List each line of the items below that contains the string "surface", treating uppercase and lowercase as different.

- Outline annotation records
##############################

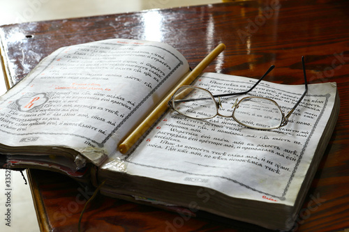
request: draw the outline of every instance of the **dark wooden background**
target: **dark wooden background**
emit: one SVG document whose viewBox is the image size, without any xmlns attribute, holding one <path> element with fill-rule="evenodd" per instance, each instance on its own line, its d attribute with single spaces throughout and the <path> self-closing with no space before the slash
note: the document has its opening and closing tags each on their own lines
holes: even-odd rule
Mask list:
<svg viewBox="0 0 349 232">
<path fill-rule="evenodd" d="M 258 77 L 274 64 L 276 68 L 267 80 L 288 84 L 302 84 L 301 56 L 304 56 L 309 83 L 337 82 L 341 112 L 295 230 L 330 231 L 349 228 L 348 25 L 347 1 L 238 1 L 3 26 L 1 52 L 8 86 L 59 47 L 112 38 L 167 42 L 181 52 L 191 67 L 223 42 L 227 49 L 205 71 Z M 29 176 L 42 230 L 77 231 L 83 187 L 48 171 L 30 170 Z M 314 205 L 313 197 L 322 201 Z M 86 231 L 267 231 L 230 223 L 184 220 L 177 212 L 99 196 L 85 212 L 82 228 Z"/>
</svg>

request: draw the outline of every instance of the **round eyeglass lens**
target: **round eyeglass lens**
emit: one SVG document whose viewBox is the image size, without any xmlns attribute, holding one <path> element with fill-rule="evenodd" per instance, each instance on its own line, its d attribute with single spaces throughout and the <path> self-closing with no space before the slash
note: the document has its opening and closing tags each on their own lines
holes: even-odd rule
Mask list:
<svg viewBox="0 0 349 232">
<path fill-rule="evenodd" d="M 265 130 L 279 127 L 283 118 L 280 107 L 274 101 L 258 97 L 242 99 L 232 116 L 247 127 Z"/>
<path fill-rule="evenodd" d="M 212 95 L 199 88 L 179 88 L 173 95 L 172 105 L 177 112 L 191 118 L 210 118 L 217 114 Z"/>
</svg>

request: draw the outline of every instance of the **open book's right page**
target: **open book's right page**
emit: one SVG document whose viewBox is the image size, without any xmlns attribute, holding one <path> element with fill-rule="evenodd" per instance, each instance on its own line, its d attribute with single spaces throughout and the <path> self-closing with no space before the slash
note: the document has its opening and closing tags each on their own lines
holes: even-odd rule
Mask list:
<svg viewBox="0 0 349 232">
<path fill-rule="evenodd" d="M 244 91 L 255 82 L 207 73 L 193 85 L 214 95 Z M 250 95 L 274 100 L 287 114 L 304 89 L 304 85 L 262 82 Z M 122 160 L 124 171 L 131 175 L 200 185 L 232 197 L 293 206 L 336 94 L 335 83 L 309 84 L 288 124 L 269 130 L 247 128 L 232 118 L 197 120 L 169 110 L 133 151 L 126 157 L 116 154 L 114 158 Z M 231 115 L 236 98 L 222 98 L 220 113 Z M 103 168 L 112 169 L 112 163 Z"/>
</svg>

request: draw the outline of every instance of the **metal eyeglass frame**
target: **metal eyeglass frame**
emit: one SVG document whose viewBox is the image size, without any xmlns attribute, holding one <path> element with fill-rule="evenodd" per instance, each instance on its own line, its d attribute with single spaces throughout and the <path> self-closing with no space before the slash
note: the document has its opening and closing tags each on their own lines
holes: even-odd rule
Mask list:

##############################

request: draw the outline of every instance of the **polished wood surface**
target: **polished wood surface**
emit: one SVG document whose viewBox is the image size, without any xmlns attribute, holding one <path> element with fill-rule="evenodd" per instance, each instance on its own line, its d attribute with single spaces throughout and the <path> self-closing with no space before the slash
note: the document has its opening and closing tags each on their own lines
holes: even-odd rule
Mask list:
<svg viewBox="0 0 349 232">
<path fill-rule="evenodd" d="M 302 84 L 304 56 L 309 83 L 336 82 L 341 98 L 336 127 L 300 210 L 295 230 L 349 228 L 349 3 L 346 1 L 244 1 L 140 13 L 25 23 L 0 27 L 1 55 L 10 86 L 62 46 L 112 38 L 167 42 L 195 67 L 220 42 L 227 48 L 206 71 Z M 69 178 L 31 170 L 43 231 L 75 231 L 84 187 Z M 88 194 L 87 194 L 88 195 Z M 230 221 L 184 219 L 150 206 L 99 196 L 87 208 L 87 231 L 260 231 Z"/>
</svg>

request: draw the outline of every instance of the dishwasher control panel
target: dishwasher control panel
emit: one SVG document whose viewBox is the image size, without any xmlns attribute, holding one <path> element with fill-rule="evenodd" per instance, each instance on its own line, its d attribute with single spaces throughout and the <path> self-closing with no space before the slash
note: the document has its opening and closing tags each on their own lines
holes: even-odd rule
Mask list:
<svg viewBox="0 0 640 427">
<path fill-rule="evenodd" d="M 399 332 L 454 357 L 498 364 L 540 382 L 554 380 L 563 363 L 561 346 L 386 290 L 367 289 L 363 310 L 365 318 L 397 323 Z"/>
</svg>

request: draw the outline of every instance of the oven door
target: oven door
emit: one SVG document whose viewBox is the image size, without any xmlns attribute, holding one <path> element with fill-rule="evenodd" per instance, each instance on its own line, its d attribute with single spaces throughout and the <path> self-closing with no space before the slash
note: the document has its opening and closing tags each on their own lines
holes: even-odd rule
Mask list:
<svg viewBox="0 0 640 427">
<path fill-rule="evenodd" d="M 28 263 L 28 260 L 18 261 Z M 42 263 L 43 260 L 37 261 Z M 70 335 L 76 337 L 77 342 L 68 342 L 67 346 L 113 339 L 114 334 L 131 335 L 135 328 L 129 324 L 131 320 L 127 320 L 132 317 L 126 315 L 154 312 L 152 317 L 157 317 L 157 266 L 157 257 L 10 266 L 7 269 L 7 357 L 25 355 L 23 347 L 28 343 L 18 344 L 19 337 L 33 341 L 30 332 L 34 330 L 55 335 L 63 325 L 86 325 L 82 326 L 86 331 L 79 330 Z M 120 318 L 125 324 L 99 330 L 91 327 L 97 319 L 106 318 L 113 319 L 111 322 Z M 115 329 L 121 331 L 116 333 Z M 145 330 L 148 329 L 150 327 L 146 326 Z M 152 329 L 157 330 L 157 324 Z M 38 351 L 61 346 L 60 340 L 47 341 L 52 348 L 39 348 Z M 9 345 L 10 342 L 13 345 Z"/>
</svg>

##############################

- WRITTEN REPLY
request: draw the outline of every instance of the **polished wood surface**
target: **polished wood surface**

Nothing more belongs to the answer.